* **PROBLEM REQUIREMENTS**
All of the material below is to be retyped exactly.
#### THE RECORDS ####
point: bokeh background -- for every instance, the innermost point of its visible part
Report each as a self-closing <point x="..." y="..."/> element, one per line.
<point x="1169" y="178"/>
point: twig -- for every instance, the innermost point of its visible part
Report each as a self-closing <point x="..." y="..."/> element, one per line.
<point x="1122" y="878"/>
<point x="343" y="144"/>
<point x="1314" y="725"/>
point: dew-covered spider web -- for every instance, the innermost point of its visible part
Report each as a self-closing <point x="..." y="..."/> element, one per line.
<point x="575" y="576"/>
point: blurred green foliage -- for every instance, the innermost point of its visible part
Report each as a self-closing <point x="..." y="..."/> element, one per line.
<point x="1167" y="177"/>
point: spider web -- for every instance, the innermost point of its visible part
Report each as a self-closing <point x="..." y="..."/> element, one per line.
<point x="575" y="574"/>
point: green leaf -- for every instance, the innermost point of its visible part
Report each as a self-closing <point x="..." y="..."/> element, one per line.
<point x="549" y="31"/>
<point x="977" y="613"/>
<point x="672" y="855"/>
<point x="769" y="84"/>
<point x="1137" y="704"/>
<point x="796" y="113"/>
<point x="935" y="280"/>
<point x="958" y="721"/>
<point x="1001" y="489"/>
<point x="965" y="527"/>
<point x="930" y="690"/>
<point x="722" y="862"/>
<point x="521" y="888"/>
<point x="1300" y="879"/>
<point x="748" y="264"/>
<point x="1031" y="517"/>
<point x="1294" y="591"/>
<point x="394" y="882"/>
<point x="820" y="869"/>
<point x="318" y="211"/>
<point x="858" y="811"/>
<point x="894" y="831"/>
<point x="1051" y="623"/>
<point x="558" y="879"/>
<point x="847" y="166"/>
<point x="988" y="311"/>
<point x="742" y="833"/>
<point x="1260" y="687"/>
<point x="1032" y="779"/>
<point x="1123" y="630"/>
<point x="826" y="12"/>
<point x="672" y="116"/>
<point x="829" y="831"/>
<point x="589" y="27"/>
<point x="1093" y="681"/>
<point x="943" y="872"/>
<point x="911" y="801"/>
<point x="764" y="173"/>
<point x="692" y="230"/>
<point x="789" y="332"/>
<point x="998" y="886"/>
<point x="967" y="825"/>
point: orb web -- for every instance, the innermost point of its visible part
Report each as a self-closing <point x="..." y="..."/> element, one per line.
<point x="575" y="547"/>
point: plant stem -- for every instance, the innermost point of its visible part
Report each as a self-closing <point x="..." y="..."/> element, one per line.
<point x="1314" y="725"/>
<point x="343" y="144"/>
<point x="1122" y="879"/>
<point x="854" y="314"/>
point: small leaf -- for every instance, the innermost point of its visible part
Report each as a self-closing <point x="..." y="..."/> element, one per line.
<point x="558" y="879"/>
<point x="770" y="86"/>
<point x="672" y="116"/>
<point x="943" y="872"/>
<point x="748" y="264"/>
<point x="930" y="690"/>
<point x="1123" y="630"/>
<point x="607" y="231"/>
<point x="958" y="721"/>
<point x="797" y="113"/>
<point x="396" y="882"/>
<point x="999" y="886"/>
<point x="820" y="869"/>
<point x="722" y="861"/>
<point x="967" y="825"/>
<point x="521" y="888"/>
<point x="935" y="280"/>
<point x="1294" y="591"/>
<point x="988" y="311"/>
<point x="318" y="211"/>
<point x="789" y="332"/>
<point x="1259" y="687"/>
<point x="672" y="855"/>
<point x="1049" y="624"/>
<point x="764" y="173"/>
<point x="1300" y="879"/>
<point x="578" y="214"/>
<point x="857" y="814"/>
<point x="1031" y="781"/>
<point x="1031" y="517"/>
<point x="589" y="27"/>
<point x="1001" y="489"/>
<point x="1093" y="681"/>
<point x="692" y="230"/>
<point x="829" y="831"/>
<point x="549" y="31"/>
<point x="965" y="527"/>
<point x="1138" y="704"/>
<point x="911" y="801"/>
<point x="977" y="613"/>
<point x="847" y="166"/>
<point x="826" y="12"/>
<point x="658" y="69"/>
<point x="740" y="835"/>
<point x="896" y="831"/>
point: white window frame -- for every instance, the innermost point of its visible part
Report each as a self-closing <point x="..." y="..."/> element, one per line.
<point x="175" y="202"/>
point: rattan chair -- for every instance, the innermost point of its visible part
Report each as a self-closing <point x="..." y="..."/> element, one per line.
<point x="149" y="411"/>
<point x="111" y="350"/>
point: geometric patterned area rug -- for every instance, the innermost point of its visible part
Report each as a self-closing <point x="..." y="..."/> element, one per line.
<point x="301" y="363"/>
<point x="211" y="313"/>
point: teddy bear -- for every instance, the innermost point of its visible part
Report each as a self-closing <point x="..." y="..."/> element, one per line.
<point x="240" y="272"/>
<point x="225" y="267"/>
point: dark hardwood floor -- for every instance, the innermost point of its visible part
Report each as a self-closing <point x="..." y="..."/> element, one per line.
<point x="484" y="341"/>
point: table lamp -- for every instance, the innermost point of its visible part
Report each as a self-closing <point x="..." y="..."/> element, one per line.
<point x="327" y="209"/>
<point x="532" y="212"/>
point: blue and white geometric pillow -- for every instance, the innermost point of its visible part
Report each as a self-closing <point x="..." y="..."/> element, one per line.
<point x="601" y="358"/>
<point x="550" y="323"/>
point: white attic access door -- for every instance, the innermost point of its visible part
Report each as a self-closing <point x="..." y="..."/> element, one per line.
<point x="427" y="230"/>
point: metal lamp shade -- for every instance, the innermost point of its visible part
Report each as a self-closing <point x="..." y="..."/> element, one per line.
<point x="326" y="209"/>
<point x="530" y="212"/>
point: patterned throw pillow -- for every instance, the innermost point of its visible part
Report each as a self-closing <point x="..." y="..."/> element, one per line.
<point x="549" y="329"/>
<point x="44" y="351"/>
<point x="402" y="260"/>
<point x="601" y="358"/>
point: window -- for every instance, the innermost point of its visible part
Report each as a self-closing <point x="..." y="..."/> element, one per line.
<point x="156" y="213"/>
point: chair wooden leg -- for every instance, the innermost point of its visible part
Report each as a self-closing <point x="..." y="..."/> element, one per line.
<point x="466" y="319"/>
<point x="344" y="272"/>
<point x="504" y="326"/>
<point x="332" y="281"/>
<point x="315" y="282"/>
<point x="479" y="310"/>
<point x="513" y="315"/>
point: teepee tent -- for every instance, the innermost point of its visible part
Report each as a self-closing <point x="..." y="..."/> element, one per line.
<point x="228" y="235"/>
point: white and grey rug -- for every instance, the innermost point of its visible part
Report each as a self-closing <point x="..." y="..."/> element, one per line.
####
* **RESPONSE TO THE TASK**
point: bokeh background -- for every instance, the innermost point of its visible part
Report each as a self-closing <point x="..." y="..."/> element, one per line.
<point x="1169" y="178"/>
point: twig -- for every instance, the innermost point of its visible part
Report each as a self-closing <point x="..." y="..."/> element, one per line.
<point x="1122" y="878"/>
<point x="343" y="144"/>
<point x="1314" y="725"/>
point: dew-covered spider web -- for every instance, the innermost point of its visible part
Report each as a self-closing <point x="..." y="..."/> element, one per line.
<point x="575" y="576"/>
point: blurred green foliage -- for every instance, the innermost point of its visible part
Report each as a self-closing <point x="..." y="..."/> element, one per line.
<point x="1167" y="177"/>
point: spider web -- for every instance, the innermost point of its visible part
Report each as a self-closing <point x="..." y="..."/> element, one per line.
<point x="575" y="574"/>
point: green leaf -- for every instance, the innermost point of its visible part
Report each as a self-closing <point x="..." y="..."/> element, one per line.
<point x="549" y="31"/>
<point x="977" y="613"/>
<point x="672" y="855"/>
<point x="769" y="84"/>
<point x="1137" y="704"/>
<point x="796" y="113"/>
<point x="935" y="280"/>
<point x="958" y="721"/>
<point x="1001" y="489"/>
<point x="965" y="527"/>
<point x="930" y="690"/>
<point x="722" y="862"/>
<point x="521" y="888"/>
<point x="1300" y="879"/>
<point x="748" y="264"/>
<point x="1031" y="517"/>
<point x="1294" y="591"/>
<point x="394" y="882"/>
<point x="820" y="869"/>
<point x="318" y="211"/>
<point x="858" y="811"/>
<point x="894" y="831"/>
<point x="1051" y="623"/>
<point x="558" y="879"/>
<point x="847" y="166"/>
<point x="988" y="311"/>
<point x="742" y="833"/>
<point x="1260" y="687"/>
<point x="1032" y="779"/>
<point x="1123" y="630"/>
<point x="826" y="12"/>
<point x="672" y="116"/>
<point x="829" y="831"/>
<point x="589" y="27"/>
<point x="1093" y="681"/>
<point x="943" y="872"/>
<point x="911" y="801"/>
<point x="764" y="173"/>
<point x="692" y="230"/>
<point x="789" y="332"/>
<point x="998" y="886"/>
<point x="967" y="825"/>
point: orb web -- for every instance, the innermost point of its visible part
Report each as a self-closing <point x="..." y="..."/> element, one per line.
<point x="575" y="547"/>
point: plant stem -- for every instance, the innermost point of its visible part
Report each as a self-closing <point x="..." y="..."/> element, one per line.
<point x="1314" y="725"/>
<point x="343" y="144"/>
<point x="1122" y="879"/>
<point x="854" y="314"/>
point: small leaf -- for every instance, the innermost point of its visible part
Report each as a self-closing <point x="..." y="..."/> element, one per line.
<point x="558" y="879"/>
<point x="770" y="86"/>
<point x="672" y="116"/>
<point x="943" y="872"/>
<point x="748" y="264"/>
<point x="930" y="690"/>
<point x="1123" y="630"/>
<point x="607" y="231"/>
<point x="958" y="721"/>
<point x="797" y="113"/>
<point x="396" y="882"/>
<point x="999" y="886"/>
<point x="820" y="869"/>
<point x="722" y="861"/>
<point x="967" y="825"/>
<point x="521" y="888"/>
<point x="935" y="280"/>
<point x="1294" y="591"/>
<point x="988" y="311"/>
<point x="318" y="211"/>
<point x="789" y="332"/>
<point x="1259" y="687"/>
<point x="672" y="855"/>
<point x="1049" y="624"/>
<point x="764" y="173"/>
<point x="1300" y="879"/>
<point x="578" y="214"/>
<point x="857" y="814"/>
<point x="1031" y="781"/>
<point x="1031" y="517"/>
<point x="589" y="27"/>
<point x="1001" y="489"/>
<point x="1093" y="681"/>
<point x="692" y="230"/>
<point x="829" y="831"/>
<point x="549" y="31"/>
<point x="965" y="527"/>
<point x="1138" y="704"/>
<point x="911" y="801"/>
<point x="977" y="613"/>
<point x="847" y="166"/>
<point x="826" y="12"/>
<point x="658" y="69"/>
<point x="740" y="835"/>
<point x="896" y="831"/>
point: white window frame -- for every instance, the innermost point of its visible part
Report each as a self-closing <point x="..." y="..."/> element, one per line.
<point x="175" y="202"/>
point: rattan chair -- for every instance, the innermost point of its visible part
Report each as a self-closing <point x="..." y="..."/> element, one per line.
<point x="149" y="411"/>
<point x="111" y="350"/>
point: geometric patterned area rug -- for every instance, the innermost point of its visible part
Report each as a self-closing <point x="..." y="..."/> element, one per line.
<point x="301" y="363"/>
<point x="211" y="313"/>
point: teddy bear -- for every instance, the innermost point of its visible part
Report each as a self-closing <point x="..." y="..."/> element, one per line.
<point x="240" y="272"/>
<point x="225" y="267"/>
point: dark hardwood floor -- for every instance, the innermost point of its visible part
Report each as a self-closing <point x="..." y="..."/> element, one per line.
<point x="484" y="341"/>
point: table lamp -- for every instance, the innermost point of its visible part
Report each as a self-closing <point x="..." y="..."/> element, one per line.
<point x="327" y="209"/>
<point x="532" y="212"/>
point: blue and white geometric pillow -- for every instance, the innermost point of its visible part
Report each as a self-closing <point x="..." y="..."/> element, one per line.
<point x="601" y="358"/>
<point x="550" y="323"/>
point: white attic access door -- for every instance, the innermost point of its visible part
Report each as a self-closing <point x="..." y="..."/> element, one per line.
<point x="427" y="230"/>
point: metal lamp shade -- for every instance, the innermost point of its visible part
Report each as a self-closing <point x="..." y="..."/> element, one per line.
<point x="326" y="209"/>
<point x="530" y="212"/>
point: patterned throw pillow -- for every instance, the innermost point of its visible part
Report each as a self-closing <point x="..." y="..."/> element, one per line.
<point x="549" y="329"/>
<point x="44" y="351"/>
<point x="402" y="260"/>
<point x="601" y="358"/>
point: window -- for every instance, the innermost point of its visible part
Report each as a self-closing <point x="..." y="..."/> element, one per line.
<point x="156" y="213"/>
point: chair wooden leg -- for every instance, the innermost point of its visible part
Report each as a self-closing <point x="..." y="..."/> element, one per line.
<point x="466" y="319"/>
<point x="344" y="272"/>
<point x="504" y="326"/>
<point x="332" y="281"/>
<point x="315" y="282"/>
<point x="479" y="310"/>
<point x="513" y="315"/>
point: teepee tent -- for every instance, the innermost point of its visible part
Report each as a self-closing <point x="..." y="..."/> element, one per line.
<point x="228" y="235"/>
point: white and grey rug -- for every instance, the innermost point of its visible part
Report each as a self-closing <point x="..." y="..."/> element, one per line.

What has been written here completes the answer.